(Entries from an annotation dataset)
----------------

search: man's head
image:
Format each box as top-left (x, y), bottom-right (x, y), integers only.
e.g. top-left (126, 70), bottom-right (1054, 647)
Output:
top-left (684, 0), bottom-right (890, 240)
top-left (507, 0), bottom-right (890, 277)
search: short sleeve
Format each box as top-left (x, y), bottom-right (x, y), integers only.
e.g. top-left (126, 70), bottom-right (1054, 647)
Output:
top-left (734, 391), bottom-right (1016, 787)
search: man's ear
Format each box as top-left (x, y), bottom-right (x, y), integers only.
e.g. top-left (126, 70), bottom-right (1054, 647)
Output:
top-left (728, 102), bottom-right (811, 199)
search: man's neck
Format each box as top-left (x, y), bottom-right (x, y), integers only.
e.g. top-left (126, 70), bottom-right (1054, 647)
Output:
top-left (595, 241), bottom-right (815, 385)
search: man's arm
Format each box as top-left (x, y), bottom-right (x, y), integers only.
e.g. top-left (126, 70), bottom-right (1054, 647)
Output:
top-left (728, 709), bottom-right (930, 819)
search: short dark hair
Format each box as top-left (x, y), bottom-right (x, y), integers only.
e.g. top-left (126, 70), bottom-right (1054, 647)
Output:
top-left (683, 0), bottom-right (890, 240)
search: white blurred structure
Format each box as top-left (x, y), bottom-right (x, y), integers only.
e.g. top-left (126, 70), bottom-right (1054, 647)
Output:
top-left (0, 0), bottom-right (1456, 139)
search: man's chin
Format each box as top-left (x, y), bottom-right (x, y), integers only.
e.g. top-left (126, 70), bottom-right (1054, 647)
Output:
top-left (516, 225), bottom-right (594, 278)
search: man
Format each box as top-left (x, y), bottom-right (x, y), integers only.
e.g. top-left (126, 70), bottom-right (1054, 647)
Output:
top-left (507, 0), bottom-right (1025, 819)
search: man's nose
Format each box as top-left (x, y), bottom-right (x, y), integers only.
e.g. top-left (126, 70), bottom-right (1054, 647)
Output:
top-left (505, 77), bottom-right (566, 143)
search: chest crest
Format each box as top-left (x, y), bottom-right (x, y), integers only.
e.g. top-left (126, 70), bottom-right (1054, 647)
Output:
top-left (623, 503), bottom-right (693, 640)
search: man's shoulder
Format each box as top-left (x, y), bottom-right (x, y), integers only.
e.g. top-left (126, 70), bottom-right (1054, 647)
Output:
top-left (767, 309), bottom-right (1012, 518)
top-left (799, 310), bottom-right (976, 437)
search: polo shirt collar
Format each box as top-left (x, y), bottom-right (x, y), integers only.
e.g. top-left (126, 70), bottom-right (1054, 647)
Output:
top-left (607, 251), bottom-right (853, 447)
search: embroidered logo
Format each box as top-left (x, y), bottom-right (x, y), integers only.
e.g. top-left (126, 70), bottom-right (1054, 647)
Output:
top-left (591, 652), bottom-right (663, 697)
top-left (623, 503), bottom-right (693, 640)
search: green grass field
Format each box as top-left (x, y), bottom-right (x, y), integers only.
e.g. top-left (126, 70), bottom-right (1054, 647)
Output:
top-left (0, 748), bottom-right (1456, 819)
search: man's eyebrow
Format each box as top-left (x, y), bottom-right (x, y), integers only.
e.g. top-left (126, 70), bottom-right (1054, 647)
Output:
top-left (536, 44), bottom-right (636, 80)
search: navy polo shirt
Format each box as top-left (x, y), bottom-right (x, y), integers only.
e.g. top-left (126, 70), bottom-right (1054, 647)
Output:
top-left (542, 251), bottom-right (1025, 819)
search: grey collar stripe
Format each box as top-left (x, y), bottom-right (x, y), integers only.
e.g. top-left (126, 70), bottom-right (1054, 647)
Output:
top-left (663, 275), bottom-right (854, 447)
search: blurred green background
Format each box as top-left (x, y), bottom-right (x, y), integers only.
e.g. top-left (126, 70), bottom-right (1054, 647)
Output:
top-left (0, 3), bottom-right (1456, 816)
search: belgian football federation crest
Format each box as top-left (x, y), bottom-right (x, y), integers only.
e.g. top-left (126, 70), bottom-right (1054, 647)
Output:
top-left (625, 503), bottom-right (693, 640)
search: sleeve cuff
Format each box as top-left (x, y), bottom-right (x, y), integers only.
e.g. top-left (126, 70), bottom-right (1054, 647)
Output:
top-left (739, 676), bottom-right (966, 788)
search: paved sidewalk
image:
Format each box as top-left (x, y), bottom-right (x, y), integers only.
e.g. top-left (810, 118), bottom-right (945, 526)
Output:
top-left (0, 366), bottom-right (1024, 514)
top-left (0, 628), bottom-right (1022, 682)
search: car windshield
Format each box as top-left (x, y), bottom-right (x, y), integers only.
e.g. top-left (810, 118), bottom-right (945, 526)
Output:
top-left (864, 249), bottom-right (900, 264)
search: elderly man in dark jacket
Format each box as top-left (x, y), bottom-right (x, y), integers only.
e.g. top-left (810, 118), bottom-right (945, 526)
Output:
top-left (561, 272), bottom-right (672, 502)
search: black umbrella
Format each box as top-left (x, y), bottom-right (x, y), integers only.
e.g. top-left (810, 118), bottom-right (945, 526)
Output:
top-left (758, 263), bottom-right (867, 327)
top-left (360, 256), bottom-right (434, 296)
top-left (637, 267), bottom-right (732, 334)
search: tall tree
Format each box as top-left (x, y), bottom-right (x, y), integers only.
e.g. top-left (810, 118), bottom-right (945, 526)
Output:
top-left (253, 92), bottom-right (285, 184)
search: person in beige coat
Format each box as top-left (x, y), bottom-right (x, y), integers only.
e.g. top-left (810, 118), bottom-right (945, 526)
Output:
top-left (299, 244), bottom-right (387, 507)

----------------

Can you change every "integers only" in the material above to "whole numbers only" and leave everything else untouched?

search: man's head
image:
Format each box as top-left (x, y), bottom-right (x, y), whole numbers only.
e.g. top-left (126, 70), bottom-right (1054, 647)
Output:
top-left (684, 0), bottom-right (890, 240)
top-left (507, 0), bottom-right (890, 277)
search: short sleeve
Format each box as top-left (x, y), bottom-right (x, y), whole numbers only.
e.g. top-left (126, 70), bottom-right (1054, 647)
Output:
top-left (734, 391), bottom-right (1016, 787)
search: man's ear
Format each box as top-left (x, y), bottom-right (x, y), whole numbers only.
e.g. top-left (126, 70), bottom-right (1054, 647)
Output:
top-left (728, 102), bottom-right (811, 199)
search: man's neck
Format each box as top-left (x, y), bottom-right (x, y), whole numbers only.
e.g. top-left (126, 70), bottom-right (1054, 647)
Output:
top-left (595, 241), bottom-right (815, 385)
search: man's arm
Format each box as top-left (x, y), bottom-right (x, y), whole numbers only.
e.g. top-left (126, 70), bottom-right (1054, 647)
Output:
top-left (728, 709), bottom-right (930, 819)
search: short dark hair
Format each box as top-left (x, y), bottom-right (x, y), whole numbers only.
e.g. top-left (126, 70), bottom-right (1054, 647)
Output:
top-left (683, 0), bottom-right (890, 240)
search: white blurred structure
Format each box as top-left (x, y), bottom-right (x, y), whole numbers only.
e.g. top-left (126, 70), bottom-right (1054, 647)
Output:
top-left (0, 0), bottom-right (1456, 139)
search: man's chin
Format each box as top-left (x, y), bottom-right (x, y), whole numbers only.
e.g. top-left (126, 70), bottom-right (1054, 647)
Output:
top-left (516, 225), bottom-right (594, 278)
search: man
Format each box as top-left (x, y), bottom-right (x, y), whole numbers only.
e.g. top-left (126, 70), bottom-right (1054, 647)
Output:
top-left (507, 0), bottom-right (1025, 819)
search: man's nose
Format each box as top-left (x, y), bottom-right (x, y), whole numbers only.
e.g. top-left (126, 70), bottom-right (1054, 647)
Output:
top-left (505, 77), bottom-right (566, 143)
search: chest crest
Format each box as top-left (x, y), bottom-right (x, y), whole numbers only.
e.g. top-left (126, 70), bottom-right (1054, 647)
Output:
top-left (623, 503), bottom-right (693, 640)
search: man's shoulder
Format each box as top-left (x, y), bottom-right (x, y), whole numbers only.
e.g. top-left (126, 70), bottom-right (1054, 647)
Output:
top-left (767, 309), bottom-right (1012, 518)
top-left (799, 310), bottom-right (976, 437)
search: polo shirt collar
Format each box as top-left (x, y), bottom-right (x, y), whole numbers only.
e.g. top-left (126, 70), bottom-right (1054, 647)
Output:
top-left (607, 251), bottom-right (853, 447)
search: embroidered logo
Format each box as top-left (x, y), bottom-right (x, y), whole numbers only.
e.g. top-left (126, 70), bottom-right (1054, 647)
Output:
top-left (591, 652), bottom-right (663, 697)
top-left (623, 503), bottom-right (693, 640)
search: green grass field
Format each box as top-left (x, y), bottom-right (x, y), whole numbers only.
e.g. top-left (126, 70), bottom-right (1054, 647)
Output:
top-left (0, 748), bottom-right (1456, 819)
search: man's eyebrow
Format each box as top-left (x, y), bottom-right (x, y), whole numbers only.
e.g. top-left (126, 70), bottom-right (1054, 647)
Output:
top-left (536, 44), bottom-right (636, 80)
search: navy polo shirt
Format each box as top-left (x, y), bottom-right (x, y), whole numbers only.
e.g. top-left (126, 70), bottom-right (1054, 647)
Output:
top-left (542, 251), bottom-right (1025, 819)
search: grey collar stripe
Format each box as top-left (x, y), bottom-right (x, y), whole numbers only.
e.g. top-left (126, 70), bottom-right (1054, 647)
Output:
top-left (663, 275), bottom-right (854, 447)
search: blurred green background
Format each box as top-left (x, y), bottom-right (x, y), whole numbers only.
e.g. top-left (126, 70), bottom-right (1054, 647)
Output:
top-left (0, 3), bottom-right (1456, 816)
search: belgian football federation crest
Format each box as top-left (x, y), bottom-right (x, y), whole numbers only.
e.g. top-left (126, 70), bottom-right (1054, 647)
Output:
top-left (625, 503), bottom-right (693, 640)
search: sleeve cuff
Format each box as top-left (x, y), bottom-right (x, y), whole numbers only.
e.g. top-left (126, 70), bottom-right (1054, 647)
Output:
top-left (739, 676), bottom-right (966, 788)
search: paved sidewalk
image:
Format each box as top-left (x, y), bottom-right (x, y), whole numbers only.
e.g. top-left (810, 118), bottom-right (945, 526)
Output:
top-left (0, 366), bottom-right (1024, 514)
top-left (0, 628), bottom-right (1022, 682)
search: car windshield
Format each box as top-left (x, y), bottom-right (x, y), whole numbers only.
e.g. top-left (810, 118), bottom-right (945, 526)
Output:
top-left (864, 249), bottom-right (900, 264)
search: elderly man in dark jacket
Format each box as top-left (x, y), bottom-right (x, y), whole numbers only.
e.g. top-left (810, 118), bottom-right (945, 526)
Output:
top-left (561, 272), bottom-right (672, 502)
search: black umbrella
Format each box as top-left (x, y), bottom-right (x, y), whole numbers only.
e.g. top-left (810, 118), bottom-right (945, 526)
Output:
top-left (758, 263), bottom-right (867, 327)
top-left (360, 256), bottom-right (434, 296)
top-left (637, 267), bottom-right (732, 334)
search: tall tree
Format each box as top-left (x, y), bottom-right (x, y), whole numbers only.
e.g. top-left (810, 118), bottom-right (945, 526)
Output:
top-left (253, 92), bottom-right (285, 184)
search: person in beige coat
Format each box as top-left (x, y), bottom-right (x, y), whole numbers only.
e.g. top-left (810, 118), bottom-right (945, 526)
Output:
top-left (299, 244), bottom-right (387, 507)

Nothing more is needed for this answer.